**Instruction 1**.
Answer these questions about the acceptance message, one per line:
(a) What does the writer ask the rest of the Board to comment on?
(b) Where will the writer put the proposal for a Wikimedia Research Team, and when?
(c) Between which groups does the writer see it as part of the role to build bridges?
**Instruction 2**. Render this sentence from the acceptance message in Spanish: "I also see it as my role to write regular reports, and to build bridges between the Board, other researchers, and the community."
**Instruction 3**. Set down the passage of the acceptance message that starts at the words "As for what" and ends after "software development processes.", with no changes to its wording.

**Excerpted text**.
================================

Jimbo,
I accept the appointment as Chief Research Officer, and thank you for
your trust, and for this recognition. Given Anthere's posting here on
positions that were appointed by you before the Board was created:
http://mail.wikimedia.org/pipermail/foundation-l/2005-April/002998.html
.. I would briefly like to ask the rest of the Board to comment on
whether they consider these new official positions to be fully valid,
i.e. "official" official positions that will be listed on the Foundation
website etc. It is my understanding that this appointment reflects an
internal agreement of the Board, but it would be nice to have a
confirmation of that belief.
As for what exactly Chief Research Officer means, I am working on a more
comprehensive proposal for an open (!) Wikimedia Research Team that I
will put on Meta later today, and which includes a definition of this
role. (The Board is familiar with this proposal.) I will state here in
advance that I consider it to be a role that exists *alongside*
development and is in no way intended to interfere with the existing
software development processes.
As Tim correctly notes, it's important that we're not introducing a new
element of authority here, but primarily first points of contact for
certain issues. Beyond that, I think the holders of these official
positions should take a basic *organizational* role in the fields they
are working in, e.g., propose meetings and agendas, though that is
certainly also an open process. I also see it as my role to write
regular reports, and to build bridges between the Board, other
researchers, and the community.

================================

**Extracted material**.
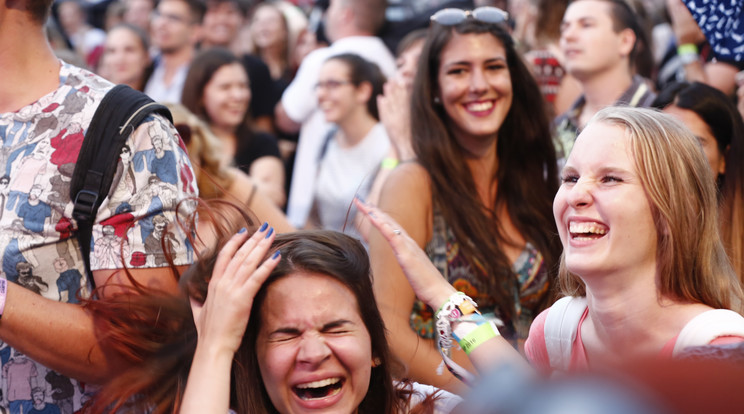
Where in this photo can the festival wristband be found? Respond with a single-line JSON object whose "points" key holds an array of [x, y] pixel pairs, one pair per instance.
{"points": [[688, 53], [687, 49], [477, 337], [3, 293]]}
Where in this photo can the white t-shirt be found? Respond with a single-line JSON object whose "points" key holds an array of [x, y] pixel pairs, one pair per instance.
{"points": [[344, 172], [301, 105], [159, 91]]}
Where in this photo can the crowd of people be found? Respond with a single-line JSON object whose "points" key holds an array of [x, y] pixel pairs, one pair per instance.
{"points": [[527, 192]]}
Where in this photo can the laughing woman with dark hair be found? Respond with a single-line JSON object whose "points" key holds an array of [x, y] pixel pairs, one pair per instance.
{"points": [[281, 324], [217, 91], [478, 196]]}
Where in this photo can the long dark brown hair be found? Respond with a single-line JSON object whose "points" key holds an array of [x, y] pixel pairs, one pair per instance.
{"points": [[205, 64], [155, 332], [526, 177]]}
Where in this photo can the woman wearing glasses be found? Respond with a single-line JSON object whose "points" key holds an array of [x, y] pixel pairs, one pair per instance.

================================

**Right answer 1**.
(a) Whether they consider the new official positions to be fully valid.
(b) On Meta, later today.
(c) The Board, other researchers, and the community.

**Right answer 2**. También considero que mi función es redactar informes periódicos y tender puentes entre la Junta, otros investigadores y la comunidad.

**Right answer 3**.
As for what exactly Chief Research Officer means, I am working on a more
comprehensive proposal for an open (!) Wikimedia Research Team that I
will put on Meta later today, and which includes a definition of this
role. (The Board is familiar with this proposal.) I will state here in
advance that I consider it to be a role that exists *alongside*
development and is in no way intended to interfere with the existing
software development processes.